= What is being asked =
How many lines in the entries contain the word "outline"? Reply with the number only.

= Data records =

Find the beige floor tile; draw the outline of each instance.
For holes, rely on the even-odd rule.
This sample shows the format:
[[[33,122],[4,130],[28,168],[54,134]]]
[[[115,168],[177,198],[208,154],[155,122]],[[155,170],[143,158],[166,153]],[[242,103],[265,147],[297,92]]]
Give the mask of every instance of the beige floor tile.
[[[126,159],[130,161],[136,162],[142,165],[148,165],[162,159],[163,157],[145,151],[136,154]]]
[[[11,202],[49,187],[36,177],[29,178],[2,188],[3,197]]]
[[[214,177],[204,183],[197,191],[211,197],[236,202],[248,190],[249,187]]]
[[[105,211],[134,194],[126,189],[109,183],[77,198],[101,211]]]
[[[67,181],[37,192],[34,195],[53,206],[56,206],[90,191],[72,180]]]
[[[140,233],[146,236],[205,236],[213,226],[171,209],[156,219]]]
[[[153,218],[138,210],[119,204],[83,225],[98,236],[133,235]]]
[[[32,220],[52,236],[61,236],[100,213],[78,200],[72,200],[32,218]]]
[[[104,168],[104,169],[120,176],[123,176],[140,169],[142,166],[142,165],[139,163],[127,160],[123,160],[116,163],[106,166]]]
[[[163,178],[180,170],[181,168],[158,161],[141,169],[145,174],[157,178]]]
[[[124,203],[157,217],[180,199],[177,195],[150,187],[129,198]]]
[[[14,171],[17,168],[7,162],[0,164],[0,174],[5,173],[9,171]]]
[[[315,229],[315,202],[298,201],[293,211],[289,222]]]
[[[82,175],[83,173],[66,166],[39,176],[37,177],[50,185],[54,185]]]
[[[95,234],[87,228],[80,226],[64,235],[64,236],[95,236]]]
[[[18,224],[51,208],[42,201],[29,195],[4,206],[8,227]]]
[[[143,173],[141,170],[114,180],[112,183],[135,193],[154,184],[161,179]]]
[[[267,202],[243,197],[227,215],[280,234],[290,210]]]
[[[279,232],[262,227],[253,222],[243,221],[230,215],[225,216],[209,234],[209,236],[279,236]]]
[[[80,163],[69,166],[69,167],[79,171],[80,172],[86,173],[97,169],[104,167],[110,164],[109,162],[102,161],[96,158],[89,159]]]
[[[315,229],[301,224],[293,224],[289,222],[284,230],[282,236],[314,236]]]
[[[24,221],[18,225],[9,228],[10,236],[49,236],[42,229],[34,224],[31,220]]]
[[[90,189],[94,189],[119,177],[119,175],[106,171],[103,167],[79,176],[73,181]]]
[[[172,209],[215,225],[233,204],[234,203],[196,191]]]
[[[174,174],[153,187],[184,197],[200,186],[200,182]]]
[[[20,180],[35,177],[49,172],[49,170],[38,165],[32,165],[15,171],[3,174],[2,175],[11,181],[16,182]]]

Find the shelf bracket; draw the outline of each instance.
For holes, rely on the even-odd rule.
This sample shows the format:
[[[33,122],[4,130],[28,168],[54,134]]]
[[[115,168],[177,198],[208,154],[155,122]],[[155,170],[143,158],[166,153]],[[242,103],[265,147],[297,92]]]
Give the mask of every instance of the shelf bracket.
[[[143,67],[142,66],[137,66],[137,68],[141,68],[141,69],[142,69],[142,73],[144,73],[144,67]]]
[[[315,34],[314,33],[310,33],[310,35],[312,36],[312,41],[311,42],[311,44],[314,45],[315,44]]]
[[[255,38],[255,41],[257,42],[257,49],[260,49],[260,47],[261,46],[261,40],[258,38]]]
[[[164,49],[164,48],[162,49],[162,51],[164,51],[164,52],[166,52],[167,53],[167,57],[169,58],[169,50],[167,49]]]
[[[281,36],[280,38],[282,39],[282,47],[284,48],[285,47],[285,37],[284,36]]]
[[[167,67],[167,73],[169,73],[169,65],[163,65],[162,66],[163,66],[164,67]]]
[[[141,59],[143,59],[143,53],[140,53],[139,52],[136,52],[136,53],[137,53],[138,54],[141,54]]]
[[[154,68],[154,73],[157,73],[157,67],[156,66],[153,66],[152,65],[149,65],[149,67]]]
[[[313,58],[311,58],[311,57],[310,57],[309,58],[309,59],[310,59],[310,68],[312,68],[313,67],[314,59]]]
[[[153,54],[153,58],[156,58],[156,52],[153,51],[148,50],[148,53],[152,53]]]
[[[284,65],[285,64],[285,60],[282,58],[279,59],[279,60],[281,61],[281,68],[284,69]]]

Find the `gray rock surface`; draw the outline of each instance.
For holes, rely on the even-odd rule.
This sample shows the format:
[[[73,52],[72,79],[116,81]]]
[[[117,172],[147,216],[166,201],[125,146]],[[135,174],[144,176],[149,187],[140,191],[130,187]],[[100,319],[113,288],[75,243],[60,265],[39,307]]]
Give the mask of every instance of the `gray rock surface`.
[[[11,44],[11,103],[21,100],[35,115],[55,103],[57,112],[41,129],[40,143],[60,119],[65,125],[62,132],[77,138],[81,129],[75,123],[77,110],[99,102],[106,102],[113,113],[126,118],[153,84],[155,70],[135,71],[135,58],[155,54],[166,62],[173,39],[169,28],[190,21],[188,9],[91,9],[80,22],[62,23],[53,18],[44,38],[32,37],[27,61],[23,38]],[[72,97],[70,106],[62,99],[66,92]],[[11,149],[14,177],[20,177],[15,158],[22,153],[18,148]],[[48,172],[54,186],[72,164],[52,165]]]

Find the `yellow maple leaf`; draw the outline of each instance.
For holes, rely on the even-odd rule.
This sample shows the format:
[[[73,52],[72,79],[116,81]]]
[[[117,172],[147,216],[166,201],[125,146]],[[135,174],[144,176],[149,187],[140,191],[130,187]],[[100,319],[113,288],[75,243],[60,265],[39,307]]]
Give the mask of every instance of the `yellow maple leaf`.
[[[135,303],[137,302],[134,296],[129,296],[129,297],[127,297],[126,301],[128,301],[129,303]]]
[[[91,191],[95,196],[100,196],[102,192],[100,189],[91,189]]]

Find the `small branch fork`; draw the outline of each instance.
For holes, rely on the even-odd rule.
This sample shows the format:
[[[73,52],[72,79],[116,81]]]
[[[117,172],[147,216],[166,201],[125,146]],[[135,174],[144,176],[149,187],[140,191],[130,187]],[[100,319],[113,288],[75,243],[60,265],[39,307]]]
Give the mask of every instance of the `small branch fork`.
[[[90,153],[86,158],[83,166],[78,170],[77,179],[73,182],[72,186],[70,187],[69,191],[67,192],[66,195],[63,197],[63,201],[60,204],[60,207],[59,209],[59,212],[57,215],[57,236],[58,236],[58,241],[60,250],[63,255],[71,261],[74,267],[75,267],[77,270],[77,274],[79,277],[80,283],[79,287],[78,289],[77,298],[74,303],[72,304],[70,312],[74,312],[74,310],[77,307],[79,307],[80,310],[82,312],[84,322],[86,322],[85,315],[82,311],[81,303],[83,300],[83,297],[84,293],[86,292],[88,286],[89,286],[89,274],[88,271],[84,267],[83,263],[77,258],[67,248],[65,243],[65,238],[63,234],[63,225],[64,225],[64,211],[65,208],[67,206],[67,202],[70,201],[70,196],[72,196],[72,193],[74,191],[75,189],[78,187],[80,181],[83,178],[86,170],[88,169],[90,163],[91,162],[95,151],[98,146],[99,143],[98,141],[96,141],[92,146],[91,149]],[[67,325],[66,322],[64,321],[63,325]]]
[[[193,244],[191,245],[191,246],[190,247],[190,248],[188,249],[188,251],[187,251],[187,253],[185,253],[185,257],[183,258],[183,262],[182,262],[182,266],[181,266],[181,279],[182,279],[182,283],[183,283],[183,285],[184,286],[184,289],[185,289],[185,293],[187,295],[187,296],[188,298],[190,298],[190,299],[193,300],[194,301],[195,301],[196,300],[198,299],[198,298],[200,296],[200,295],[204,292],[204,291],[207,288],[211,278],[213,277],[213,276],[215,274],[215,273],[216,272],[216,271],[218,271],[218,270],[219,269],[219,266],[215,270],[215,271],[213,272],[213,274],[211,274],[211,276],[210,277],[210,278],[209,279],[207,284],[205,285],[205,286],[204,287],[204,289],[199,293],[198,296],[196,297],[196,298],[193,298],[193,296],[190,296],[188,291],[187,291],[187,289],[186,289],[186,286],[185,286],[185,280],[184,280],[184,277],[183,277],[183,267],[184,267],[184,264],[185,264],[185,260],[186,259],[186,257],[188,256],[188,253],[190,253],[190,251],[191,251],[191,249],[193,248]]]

= Full solution =
5